**Quoted text**
[BEGIN]

# 2nd generation G19 appeal?



## Python1969 (Jan 28, 2008)

When at the range the other day, the guy next to me commented on how much he wanted to get a 2nd generation G19 and that they were hard to find. He had a newer version with the finger grooves. I actually like the one with the fingergrooves better.

I bought this 19 in the early 80's used and has never not gone bang so I never had a reason to sell or trade it.

I really don't keep up much on Glocks, although I have a couple, but is there truly something good about the 2nd Gen or do some people just not like the finger grooves?

It's far from being my most accurate gun but for home defense I have no worries about it doing it's job.


----------



## john doe. (Aug 26, 2006)

My persoanl carry is a second gen G23. Great gun. I bought in new yeas ago and it's never let me down. It does tend to snore louder as it ages though.


----------



## Mike Barham (Mar 30, 2006)

I like the 2nd Gen Glocks, but I don't think they are "especially special." I just prefer the lack of finger grooves, and don't need the 3rd Gen rails to hang things off the gun.


----------



## DJ Niner (Oct 3, 2006)

[END]

**Records**
[BEGIN]

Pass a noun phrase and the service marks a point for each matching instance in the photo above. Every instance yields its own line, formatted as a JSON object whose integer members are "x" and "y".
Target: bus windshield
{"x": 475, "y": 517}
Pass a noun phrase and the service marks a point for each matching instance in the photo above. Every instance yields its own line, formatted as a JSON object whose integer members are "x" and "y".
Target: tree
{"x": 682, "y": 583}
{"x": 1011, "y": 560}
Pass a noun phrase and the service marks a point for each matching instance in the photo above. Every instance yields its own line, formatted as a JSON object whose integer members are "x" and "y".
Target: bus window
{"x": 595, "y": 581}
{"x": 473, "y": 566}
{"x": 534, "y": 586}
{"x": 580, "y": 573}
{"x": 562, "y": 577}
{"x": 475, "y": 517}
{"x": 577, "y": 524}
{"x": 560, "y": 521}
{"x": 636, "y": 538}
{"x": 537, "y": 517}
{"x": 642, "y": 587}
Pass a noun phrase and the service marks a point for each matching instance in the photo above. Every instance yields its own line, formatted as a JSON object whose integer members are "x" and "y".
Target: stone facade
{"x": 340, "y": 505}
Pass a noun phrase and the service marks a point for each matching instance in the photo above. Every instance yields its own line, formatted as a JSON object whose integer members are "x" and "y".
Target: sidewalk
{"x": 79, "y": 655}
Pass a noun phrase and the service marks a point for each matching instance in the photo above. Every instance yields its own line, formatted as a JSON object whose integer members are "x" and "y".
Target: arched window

[END]

**Tasks for this exercise**
1) In the Glock thread, what does john doe. carry personally?
2) Please write the next post in the Glock thread, picking up after its final line.

**Expected outputs**
1) A second gen G23.

2)
For some folks, it's just personal taste; for others, it's a "hand fit" issue. If you have large hands or fingers, or small hands, the grooves may not line-up the way you want. I owned several first- and second-generation Glocks and used/enjoyed them just fine; until the first time I shot a finger-grooved third gen gun. It didn't seem to require such a firm grip to control, especially when my hand was sweaty or cold, so I was immediately sold on it. I eventually converted to all gen3 Glocks and got rid of my old ones. But I know WAY too many people who do some truly fine shootin' with older glocks to tell anyone that the new ones are the only way to go.


----------



## Charlie (May 13, 2006)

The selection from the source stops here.